PASSAGE PROVIDED.

>> start

Hint: `value = float(line.split()[1])`

In [None]:
# insert code here

In [None]:
print(f'{mean} +/- {stddev}')

## Exercise 3: chemical formula parser
Write a function that converts a chemical formula into a dictionary of key=atom, value=number of atoms. For instance:
* `'NaCl'` => `{'Na':1, 'Cl':1}`
* `'Ca(OH)2'` => `{'Ca':1, 'O':2, 'H':2}`
* `'Ca5Cl10'` => `{'Ca':5, 'Cl':10}`

in last case, optionally, reduce the number of unit formulas:
* `'Ca5Cl10'` => `{'Ca':1, 'Cl':2}`

To help you, I provide the list of elements of the periodic table and a function to split the formula into its components using **regular expressions**.

>> end

[Point annotations for photos]
>> start

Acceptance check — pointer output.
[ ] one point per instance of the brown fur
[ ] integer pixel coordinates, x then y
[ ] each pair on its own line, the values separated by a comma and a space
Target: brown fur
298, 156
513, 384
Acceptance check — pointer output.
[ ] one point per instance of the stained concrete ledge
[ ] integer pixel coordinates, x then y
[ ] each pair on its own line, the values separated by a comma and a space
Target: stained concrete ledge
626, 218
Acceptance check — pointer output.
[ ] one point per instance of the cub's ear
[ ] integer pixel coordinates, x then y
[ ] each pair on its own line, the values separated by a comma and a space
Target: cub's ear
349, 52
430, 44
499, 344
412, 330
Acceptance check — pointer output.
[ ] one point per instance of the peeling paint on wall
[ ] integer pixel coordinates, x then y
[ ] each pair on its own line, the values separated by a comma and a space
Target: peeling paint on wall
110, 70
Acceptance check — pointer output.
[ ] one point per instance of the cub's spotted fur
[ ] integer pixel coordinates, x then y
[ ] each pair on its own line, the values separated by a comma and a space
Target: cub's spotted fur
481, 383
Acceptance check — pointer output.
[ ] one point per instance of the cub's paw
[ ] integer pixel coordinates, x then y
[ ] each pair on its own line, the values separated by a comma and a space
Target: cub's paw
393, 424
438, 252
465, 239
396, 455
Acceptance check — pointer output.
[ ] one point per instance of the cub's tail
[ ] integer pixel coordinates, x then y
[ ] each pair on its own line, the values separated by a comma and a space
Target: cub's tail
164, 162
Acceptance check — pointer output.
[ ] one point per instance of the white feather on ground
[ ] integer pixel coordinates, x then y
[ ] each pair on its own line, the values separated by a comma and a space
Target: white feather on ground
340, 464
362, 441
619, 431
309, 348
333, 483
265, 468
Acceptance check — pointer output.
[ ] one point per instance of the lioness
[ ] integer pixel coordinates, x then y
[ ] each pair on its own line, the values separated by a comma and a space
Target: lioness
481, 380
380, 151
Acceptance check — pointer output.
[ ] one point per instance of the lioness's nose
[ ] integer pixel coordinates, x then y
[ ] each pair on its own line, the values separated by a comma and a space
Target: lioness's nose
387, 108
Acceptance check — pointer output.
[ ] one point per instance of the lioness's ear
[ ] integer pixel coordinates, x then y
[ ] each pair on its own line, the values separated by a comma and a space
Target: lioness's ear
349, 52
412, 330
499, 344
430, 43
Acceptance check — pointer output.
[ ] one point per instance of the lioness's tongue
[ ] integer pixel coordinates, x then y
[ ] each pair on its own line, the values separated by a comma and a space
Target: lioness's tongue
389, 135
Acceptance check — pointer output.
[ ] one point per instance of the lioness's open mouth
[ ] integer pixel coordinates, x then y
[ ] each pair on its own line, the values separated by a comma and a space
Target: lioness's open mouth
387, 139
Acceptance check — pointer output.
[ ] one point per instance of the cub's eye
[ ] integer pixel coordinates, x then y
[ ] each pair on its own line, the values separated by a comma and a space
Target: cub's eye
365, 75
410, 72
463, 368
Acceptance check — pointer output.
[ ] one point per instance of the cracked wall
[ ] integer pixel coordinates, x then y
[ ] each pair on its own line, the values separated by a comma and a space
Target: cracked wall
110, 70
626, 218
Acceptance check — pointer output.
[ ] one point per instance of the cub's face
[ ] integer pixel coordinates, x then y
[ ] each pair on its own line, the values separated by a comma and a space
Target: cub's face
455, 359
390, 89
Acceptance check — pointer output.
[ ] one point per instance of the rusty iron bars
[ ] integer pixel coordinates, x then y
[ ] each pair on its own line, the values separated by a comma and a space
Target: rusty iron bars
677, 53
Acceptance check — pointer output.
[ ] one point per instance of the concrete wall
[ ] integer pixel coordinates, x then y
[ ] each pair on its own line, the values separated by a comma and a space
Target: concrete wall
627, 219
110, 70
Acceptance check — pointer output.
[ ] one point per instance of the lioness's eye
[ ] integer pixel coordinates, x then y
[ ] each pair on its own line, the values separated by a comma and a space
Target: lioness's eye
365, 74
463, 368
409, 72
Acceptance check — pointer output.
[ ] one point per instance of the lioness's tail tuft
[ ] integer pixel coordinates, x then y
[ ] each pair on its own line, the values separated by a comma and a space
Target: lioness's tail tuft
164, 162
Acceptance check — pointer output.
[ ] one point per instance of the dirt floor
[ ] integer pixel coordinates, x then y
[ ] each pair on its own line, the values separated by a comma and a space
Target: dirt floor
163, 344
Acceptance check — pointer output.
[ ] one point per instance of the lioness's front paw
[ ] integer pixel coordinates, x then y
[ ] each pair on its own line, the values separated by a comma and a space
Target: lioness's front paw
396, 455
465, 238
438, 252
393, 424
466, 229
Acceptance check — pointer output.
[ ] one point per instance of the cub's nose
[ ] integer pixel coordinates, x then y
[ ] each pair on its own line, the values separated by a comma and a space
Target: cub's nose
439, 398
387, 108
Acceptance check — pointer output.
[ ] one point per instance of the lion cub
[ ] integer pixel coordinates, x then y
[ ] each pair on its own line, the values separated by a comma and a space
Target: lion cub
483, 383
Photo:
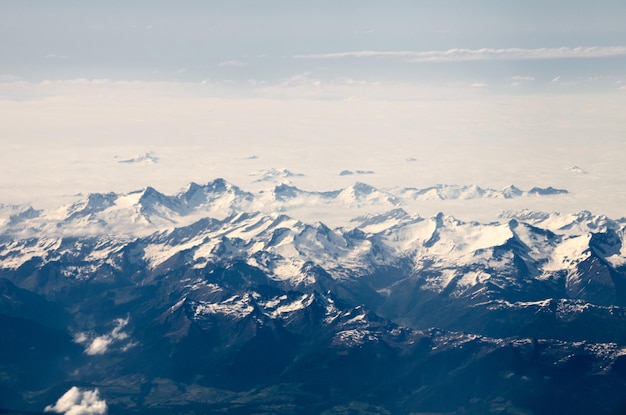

>> end

REQUIRED TASK 1. In the chemical formula exercise, what technique does the provided function use to split a formula into its components?
REQUIRED TASK 2. Which lines of the listing contain the string "peeling"? Extract each of them.

COMPLETE ANSWER 1. Regular expressions.

COMPLETE ANSWER 2.
[ ] one point per instance of the peeling paint on wall
Target: peeling paint on wall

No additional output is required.